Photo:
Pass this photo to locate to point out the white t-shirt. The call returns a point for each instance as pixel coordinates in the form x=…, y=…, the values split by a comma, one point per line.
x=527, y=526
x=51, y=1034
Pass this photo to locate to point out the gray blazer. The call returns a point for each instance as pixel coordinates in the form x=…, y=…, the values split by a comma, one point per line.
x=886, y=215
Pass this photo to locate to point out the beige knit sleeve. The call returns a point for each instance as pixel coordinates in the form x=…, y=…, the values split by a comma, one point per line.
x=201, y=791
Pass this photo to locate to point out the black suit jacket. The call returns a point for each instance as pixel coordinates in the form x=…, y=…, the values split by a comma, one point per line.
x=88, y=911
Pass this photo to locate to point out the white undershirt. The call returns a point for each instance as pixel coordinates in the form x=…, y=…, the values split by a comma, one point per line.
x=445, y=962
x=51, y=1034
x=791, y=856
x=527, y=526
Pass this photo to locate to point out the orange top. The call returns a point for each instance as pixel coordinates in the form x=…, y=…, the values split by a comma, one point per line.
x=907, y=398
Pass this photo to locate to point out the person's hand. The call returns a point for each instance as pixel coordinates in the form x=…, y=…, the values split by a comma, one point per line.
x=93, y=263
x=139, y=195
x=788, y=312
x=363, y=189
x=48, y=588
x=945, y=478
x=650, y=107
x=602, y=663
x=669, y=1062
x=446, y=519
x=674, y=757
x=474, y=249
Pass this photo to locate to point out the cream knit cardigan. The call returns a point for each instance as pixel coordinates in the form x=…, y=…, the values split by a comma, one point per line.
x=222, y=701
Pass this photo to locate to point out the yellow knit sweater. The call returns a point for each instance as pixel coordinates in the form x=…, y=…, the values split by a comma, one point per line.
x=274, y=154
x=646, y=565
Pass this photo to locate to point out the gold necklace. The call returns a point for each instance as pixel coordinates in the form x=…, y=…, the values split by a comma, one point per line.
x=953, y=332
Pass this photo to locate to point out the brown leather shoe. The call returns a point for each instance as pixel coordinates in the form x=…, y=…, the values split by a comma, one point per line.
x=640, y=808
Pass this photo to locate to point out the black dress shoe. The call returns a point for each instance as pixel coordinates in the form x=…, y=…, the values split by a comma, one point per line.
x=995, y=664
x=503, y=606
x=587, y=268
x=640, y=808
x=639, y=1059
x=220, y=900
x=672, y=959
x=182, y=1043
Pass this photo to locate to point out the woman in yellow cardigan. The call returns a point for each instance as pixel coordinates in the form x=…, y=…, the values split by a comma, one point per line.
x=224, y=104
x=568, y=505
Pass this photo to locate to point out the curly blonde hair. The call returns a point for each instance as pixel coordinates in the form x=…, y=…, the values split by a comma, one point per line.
§ §
• TASK PROMPT: Please put every row above into a JSON list of strings, one string per line, with blank lines left out.

• EXERCISE SOLUTION:
[
  "Photo:",
  "Pass this photo to locate to point out the white t-shirt. The call returns a point for each instance as pixel coordinates in the form x=…, y=…, the values split by a comma, one point per line.",
  "x=527, y=526",
  "x=51, y=1034",
  "Pass this photo to locate to point out the gray blazer. The call returns a point for each instance as pixel coordinates in the form x=…, y=…, the values split by a comma, one point per line.",
  "x=886, y=215",
  "Pass this photo to locate to point out the beige knit sleeve. The call returns a point for each instance as pixel coordinates in the form x=…, y=…, the values split by a comma, one point per line.",
  "x=201, y=791",
  "Pass this photo to locate to point out the black suit jacket. The call returns a point for each instance as pixel coordinates in the form x=…, y=…, the values split by a comma, one point per line.",
  "x=88, y=911",
  "Pass this photo to locate to point out the white undershirt. The call returns a point for each instance as pixel coordinates in the form x=…, y=…, the values split by a comma, one point per line.",
  "x=445, y=962",
  "x=51, y=1034",
  "x=791, y=856",
  "x=527, y=526",
  "Pass this photo to locate to point out the orange top. The call returns a point for each instance as pixel coordinates in the form x=…, y=…, the values split by a comma, one point per line.",
  "x=907, y=398",
  "Pass this photo to locate to point out the person's hand. The call returns a point for each instance as pixel coordinates in the form x=…, y=…, the values split by a comma, one point per line.",
  "x=93, y=263",
  "x=139, y=195",
  "x=788, y=312",
  "x=363, y=189",
  "x=48, y=588",
  "x=945, y=478",
  "x=650, y=107",
  "x=602, y=663",
  "x=669, y=1062",
  "x=446, y=519",
  "x=674, y=757",
  "x=474, y=249",
  "Pass this photo to locate to point out the cream knit cardigan. The call returns a point for each instance as pixel coordinates in the form x=…, y=…, the values split by a comma, one point per line.",
  "x=222, y=701",
  "Pass this photo to locate to point out the yellow knit sweater. The call returns a point for each instance as pixel coordinates in the form x=…, y=…, the values split by a comma, one point per line.",
  "x=274, y=154",
  "x=646, y=565",
  "Pass this photo to locate to point out the gold necklace. The call returns a point for each instance as pixel coordinates in the form x=…, y=…, the values split by a comma, one point per line.",
  "x=953, y=332",
  "Pass this photo to locate to point out the brown leather shoe. The call returns a point for each instance as pixel coordinates in the form x=…, y=…, the values split by a comma, one point per line.",
  "x=640, y=808",
  "Pass this photo to locate to point out the black dress shoe. The call returns a point for each instance as pixel coordinates in the form x=…, y=…, the values split by a comma, one point per line.",
  "x=995, y=664",
  "x=503, y=606",
  "x=587, y=268",
  "x=640, y=808",
  "x=639, y=1059",
  "x=220, y=900",
  "x=672, y=959",
  "x=182, y=1043",
  "Pass this photo to locate to point out the woman in yellow cardigan. The call returns a point for each instance as pixel coordinates in the form x=…, y=…, the values split by a comma, one point per line.",
  "x=224, y=104",
  "x=568, y=505",
  "Pass this photo to locate to point out the curly blonde hair. The call returns a point for each instance as pixel coordinates in the form x=…, y=…, the values split by a comma, one point per line."
]